> Your instructions: Can you sum up the account of the lost bag of gold in two sentences?

My husband’s family was shifting to their hometown, was packing stuff and came with all their luggage to my place. While piling  the bags and taking stock, they realized that they have lost one bag, which contained all my gold and Amma’s too. Panic, Panic and Panic! Amma  almost fainted. (My Non-Kerala friends, if you google for a Keralite bride, you would see how much worth the loss would have been .. Down South, people are crazy about covering brides in gold, and I wasn’t an exception too). I stood as the calm one, and told Amma not to worry and that it does'nt matter as much as her health. I adjusted quickly to the fact that, all that may be lost. But I wasn’t ready to let go. I prayed to Mookambika the entire 50 minutes during which time, my husband drove back to their closed house, to check if the bag was dropped somewhere. I prayed that I get back the fruit of  my mummy’s thirty three years of  sweat; she had bought me all that from her retirement largess. I prayed that if I be given back my maternal gift, I would give from that same lot, a piece (just one piece), to Mookambika. I know She doesn’t need my bits and pieces, but I wanted to force some misery on me  as a price for the return of the wealth lost. Exact fifty minutes of silence at home was broken by the much awaited phone call… The bag was there at the gate, waiting to be carried back to me. Two years later was the hardest part of giving up.. At Mookambika, I forced myself to submit one beautiful piece, and I realized for once how difficult it is to give up anything just for faith (confused faith). I can gift to a human easily and with love. But to let go, like this was difficult. I am not scared of divine wrath. I did that to kill the materialist in me.

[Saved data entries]
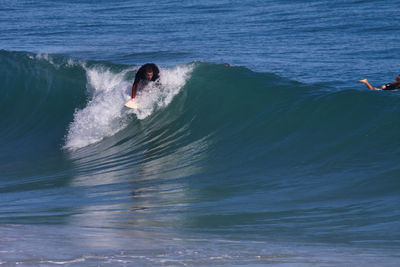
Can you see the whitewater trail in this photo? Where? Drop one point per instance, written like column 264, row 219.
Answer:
column 105, row 114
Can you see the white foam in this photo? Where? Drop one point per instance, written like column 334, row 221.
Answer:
column 105, row 114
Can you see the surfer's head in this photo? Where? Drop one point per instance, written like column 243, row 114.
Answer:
column 148, row 74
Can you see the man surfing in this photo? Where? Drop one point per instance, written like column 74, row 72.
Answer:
column 148, row 72
column 389, row 86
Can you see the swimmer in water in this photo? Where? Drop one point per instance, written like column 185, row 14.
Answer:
column 389, row 86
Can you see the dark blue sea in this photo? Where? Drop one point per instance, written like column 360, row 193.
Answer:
column 258, row 147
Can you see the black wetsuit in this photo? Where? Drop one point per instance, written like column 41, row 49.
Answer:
column 141, row 76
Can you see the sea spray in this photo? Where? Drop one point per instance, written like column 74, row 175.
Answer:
column 105, row 114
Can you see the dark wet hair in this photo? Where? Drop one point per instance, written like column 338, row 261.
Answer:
column 146, row 68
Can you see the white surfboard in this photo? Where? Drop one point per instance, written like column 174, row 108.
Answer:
column 132, row 104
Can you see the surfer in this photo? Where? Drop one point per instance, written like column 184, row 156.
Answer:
column 148, row 72
column 389, row 86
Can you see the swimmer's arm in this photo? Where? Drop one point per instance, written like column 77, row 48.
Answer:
column 134, row 89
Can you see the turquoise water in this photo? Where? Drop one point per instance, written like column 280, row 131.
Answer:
column 281, row 158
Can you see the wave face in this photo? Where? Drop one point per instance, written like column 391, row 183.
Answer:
column 212, row 149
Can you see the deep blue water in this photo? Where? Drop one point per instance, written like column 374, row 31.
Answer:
column 281, row 158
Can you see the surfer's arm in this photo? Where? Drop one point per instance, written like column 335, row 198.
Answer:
column 134, row 89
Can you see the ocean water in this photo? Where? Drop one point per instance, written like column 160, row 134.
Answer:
column 280, row 158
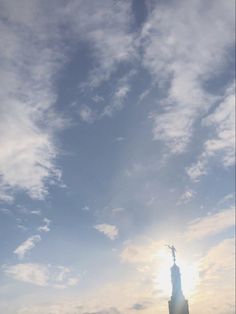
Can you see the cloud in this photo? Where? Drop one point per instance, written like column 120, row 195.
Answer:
column 211, row 225
column 110, row 231
column 28, row 121
column 45, row 227
column 65, row 307
column 87, row 114
column 181, row 60
column 117, row 210
column 222, row 144
column 216, row 286
column 31, row 273
column 186, row 197
column 42, row 275
column 112, row 43
column 27, row 245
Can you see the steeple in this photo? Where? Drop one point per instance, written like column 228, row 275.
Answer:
column 177, row 303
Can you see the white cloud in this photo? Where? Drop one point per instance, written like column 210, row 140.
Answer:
column 211, row 225
column 86, row 208
column 181, row 60
column 31, row 273
column 106, row 26
column 186, row 197
column 42, row 275
column 222, row 144
column 27, row 245
column 87, row 114
column 28, row 121
column 117, row 210
column 216, row 289
column 45, row 227
column 111, row 231
column 36, row 212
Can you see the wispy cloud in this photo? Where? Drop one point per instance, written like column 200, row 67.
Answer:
column 87, row 114
column 111, row 231
column 215, row 290
column 181, row 60
column 45, row 227
column 28, row 119
column 186, row 197
column 31, row 273
column 211, row 225
column 222, row 144
column 42, row 275
column 27, row 245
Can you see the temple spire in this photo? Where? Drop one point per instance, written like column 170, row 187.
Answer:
column 177, row 303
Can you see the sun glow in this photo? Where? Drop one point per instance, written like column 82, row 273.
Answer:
column 189, row 274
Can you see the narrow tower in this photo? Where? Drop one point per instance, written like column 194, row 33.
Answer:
column 177, row 303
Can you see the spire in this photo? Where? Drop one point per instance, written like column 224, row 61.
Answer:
column 177, row 303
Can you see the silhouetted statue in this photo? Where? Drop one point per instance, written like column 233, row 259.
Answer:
column 177, row 303
column 173, row 250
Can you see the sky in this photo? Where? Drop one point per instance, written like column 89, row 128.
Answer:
column 116, row 138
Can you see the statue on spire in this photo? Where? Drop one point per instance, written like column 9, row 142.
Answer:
column 173, row 251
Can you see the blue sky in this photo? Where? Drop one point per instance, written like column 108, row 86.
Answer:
column 116, row 137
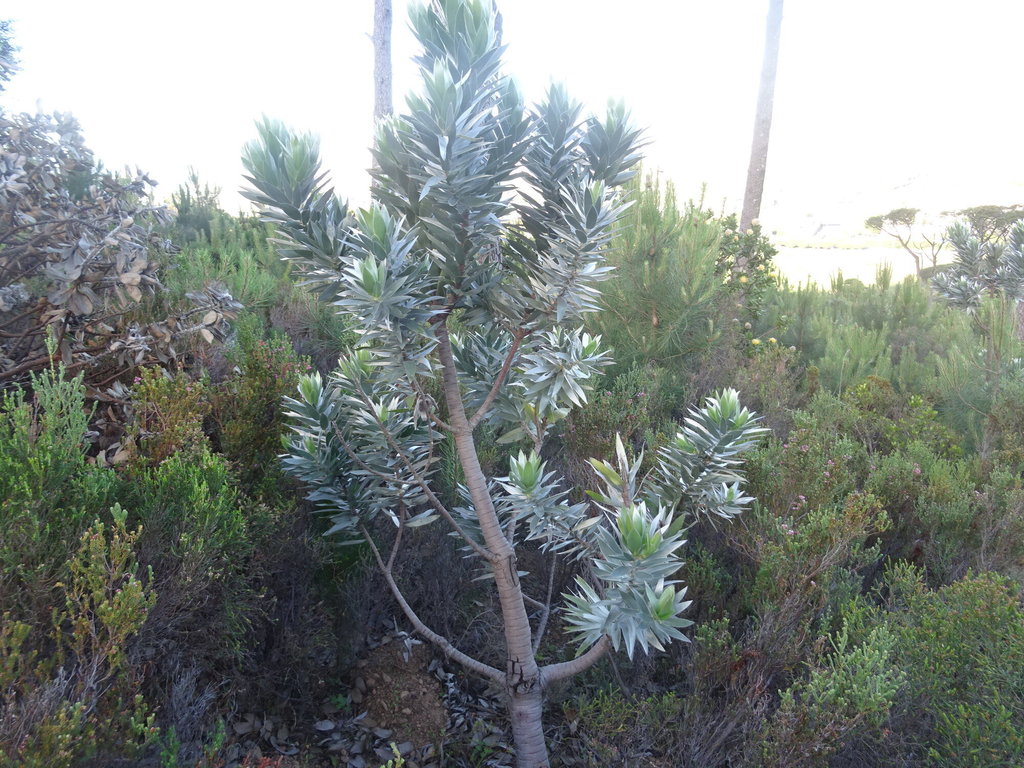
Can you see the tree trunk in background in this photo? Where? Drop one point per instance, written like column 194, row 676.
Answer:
column 762, row 122
column 382, row 59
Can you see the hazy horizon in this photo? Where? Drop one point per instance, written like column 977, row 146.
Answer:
column 878, row 105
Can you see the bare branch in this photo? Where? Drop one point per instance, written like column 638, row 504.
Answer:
column 554, row 672
column 422, row 482
column 543, row 624
column 517, row 338
column 441, row 642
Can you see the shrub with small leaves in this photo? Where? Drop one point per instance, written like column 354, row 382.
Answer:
column 68, row 691
column 169, row 410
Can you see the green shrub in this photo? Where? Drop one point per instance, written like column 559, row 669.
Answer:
column 630, row 406
column 48, row 492
column 850, row 689
column 962, row 650
column 169, row 410
column 249, row 407
column 68, row 691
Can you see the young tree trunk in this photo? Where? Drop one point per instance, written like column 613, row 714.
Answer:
column 382, row 59
column 762, row 122
column 522, row 676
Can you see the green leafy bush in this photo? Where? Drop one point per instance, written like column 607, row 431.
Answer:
column 68, row 690
column 249, row 406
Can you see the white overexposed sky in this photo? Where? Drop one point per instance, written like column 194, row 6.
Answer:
column 879, row 103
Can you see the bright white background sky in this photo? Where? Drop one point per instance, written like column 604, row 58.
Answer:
column 879, row 102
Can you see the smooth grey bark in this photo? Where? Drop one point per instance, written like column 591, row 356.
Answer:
column 522, row 677
column 762, row 121
column 383, row 102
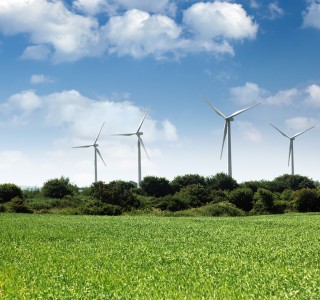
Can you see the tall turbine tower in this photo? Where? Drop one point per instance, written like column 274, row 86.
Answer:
column 138, row 133
column 227, row 130
column 291, row 145
column 96, row 151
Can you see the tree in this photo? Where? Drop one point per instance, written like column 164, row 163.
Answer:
column 182, row 181
column 116, row 192
column 242, row 198
column 307, row 200
column 221, row 181
column 9, row 191
column 156, row 186
column 58, row 188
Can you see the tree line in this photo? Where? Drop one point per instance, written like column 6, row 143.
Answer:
column 189, row 194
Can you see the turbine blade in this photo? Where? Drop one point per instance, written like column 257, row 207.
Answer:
column 100, row 155
column 279, row 131
column 242, row 110
column 144, row 148
column 86, row 146
column 221, row 114
column 290, row 150
column 224, row 136
column 99, row 133
column 297, row 134
column 142, row 120
column 123, row 134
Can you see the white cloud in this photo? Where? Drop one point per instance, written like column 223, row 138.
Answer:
column 299, row 123
column 40, row 78
column 313, row 95
column 248, row 94
column 136, row 28
column 137, row 33
column 210, row 21
column 311, row 17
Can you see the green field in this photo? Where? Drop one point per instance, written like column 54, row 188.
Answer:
column 148, row 257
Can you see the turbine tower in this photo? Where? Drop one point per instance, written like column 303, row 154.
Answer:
column 138, row 133
column 227, row 131
column 291, row 145
column 96, row 151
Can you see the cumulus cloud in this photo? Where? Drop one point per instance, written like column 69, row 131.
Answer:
column 251, row 92
column 137, row 33
column 311, row 17
column 40, row 78
column 136, row 28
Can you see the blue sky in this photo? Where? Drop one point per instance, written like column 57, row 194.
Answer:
column 68, row 66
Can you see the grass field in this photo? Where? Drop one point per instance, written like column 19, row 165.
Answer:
column 148, row 257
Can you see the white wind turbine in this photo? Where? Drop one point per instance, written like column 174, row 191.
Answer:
column 227, row 130
column 138, row 133
column 96, row 151
column 291, row 145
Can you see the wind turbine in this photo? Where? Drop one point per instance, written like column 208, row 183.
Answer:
column 291, row 145
column 227, row 130
column 96, row 151
column 138, row 133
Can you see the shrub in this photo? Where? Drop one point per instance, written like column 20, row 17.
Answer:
column 96, row 207
column 18, row 205
column 242, row 198
column 9, row 191
column 307, row 200
column 155, row 186
column 58, row 188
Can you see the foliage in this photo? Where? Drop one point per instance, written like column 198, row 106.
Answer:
column 18, row 205
column 221, row 181
column 182, row 181
column 307, row 200
column 242, row 198
column 9, row 191
column 116, row 193
column 263, row 202
column 155, row 186
column 58, row 188
column 96, row 207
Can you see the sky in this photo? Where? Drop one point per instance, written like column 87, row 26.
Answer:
column 66, row 67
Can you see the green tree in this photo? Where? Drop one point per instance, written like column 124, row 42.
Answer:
column 242, row 198
column 116, row 192
column 9, row 191
column 307, row 200
column 155, row 186
column 182, row 181
column 221, row 181
column 58, row 188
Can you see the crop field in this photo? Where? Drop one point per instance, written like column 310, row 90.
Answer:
column 149, row 257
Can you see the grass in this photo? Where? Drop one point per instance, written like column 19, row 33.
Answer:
column 148, row 257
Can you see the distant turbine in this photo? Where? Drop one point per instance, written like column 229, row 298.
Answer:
column 138, row 133
column 96, row 151
column 291, row 145
column 227, row 130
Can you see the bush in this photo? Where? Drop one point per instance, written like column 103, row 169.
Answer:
column 9, row 191
column 242, row 198
column 307, row 200
column 58, row 188
column 213, row 210
column 155, row 186
column 18, row 205
column 116, row 193
column 96, row 207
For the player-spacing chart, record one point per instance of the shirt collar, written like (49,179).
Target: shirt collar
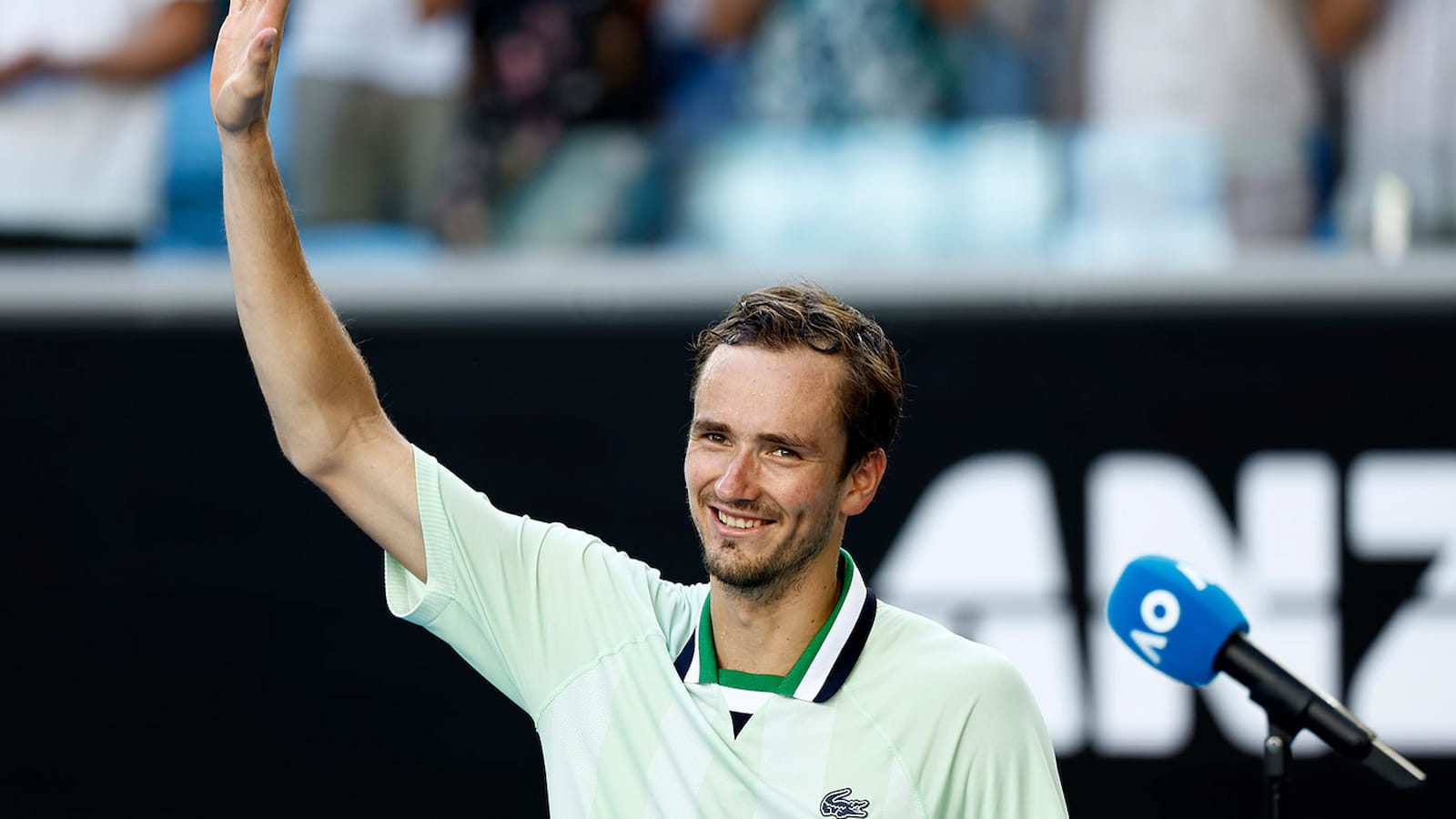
(823,666)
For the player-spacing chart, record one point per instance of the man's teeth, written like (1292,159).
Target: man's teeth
(737,522)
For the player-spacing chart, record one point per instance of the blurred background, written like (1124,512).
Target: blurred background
(1168,276)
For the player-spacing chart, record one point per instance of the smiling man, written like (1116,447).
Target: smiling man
(781,687)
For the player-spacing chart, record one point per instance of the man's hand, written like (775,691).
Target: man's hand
(244,63)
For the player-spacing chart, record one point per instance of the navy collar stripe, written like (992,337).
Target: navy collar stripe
(836,656)
(856,643)
(684,659)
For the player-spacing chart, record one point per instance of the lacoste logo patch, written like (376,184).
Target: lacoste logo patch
(837,804)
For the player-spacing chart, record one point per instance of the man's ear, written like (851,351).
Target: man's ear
(863,482)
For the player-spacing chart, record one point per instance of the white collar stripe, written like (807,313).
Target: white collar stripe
(834,642)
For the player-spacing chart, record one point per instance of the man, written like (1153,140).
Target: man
(84,116)
(779,688)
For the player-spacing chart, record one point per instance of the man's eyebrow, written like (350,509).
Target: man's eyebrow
(706,426)
(703,426)
(790,440)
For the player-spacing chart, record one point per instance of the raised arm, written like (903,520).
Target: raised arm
(319,394)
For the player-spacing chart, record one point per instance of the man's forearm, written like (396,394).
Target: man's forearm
(313,379)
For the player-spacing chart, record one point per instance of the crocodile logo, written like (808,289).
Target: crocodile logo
(837,804)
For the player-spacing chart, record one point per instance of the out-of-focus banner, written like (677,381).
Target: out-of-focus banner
(193,629)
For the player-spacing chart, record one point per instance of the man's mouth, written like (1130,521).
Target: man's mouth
(735,522)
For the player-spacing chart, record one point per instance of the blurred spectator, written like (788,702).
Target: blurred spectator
(82,118)
(1400,116)
(561,95)
(1237,75)
(378,102)
(834,62)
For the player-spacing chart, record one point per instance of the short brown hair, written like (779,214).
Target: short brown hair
(779,318)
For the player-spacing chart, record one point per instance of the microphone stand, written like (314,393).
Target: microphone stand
(1293,705)
(1276,771)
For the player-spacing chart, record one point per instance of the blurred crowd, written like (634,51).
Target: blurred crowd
(902,128)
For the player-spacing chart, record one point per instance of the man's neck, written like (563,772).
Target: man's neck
(768,637)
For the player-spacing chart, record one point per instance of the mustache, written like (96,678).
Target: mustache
(747,508)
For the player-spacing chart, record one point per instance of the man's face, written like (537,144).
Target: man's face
(763,464)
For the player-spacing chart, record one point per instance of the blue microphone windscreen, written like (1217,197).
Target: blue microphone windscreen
(1172,618)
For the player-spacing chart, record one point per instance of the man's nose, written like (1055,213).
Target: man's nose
(739,479)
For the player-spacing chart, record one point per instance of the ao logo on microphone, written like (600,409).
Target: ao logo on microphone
(986,552)
(1161,612)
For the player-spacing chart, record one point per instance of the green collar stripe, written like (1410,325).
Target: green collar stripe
(794,682)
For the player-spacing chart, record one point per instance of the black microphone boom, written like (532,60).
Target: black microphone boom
(1293,705)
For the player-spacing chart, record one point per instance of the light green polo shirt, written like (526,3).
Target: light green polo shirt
(885,714)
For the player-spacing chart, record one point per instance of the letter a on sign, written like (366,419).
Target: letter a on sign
(1149,644)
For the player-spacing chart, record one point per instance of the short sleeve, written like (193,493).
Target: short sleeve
(528,603)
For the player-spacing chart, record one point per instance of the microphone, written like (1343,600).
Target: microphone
(1188,629)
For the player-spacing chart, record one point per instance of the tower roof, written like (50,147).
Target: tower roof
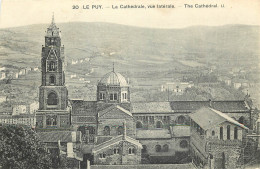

> Written answer: When the writer's husband's family brought their luggage over while moving, they found that a bag holding all of the writer's gold and Amma's was missing. The writer prayed to Mookambika for fifty minutes, vowing to give one piece if it came back, and after a call said the bag was at the gate, the writer gave one beautiful piece there two years later, finding it hard but doing it to kill the materialist within.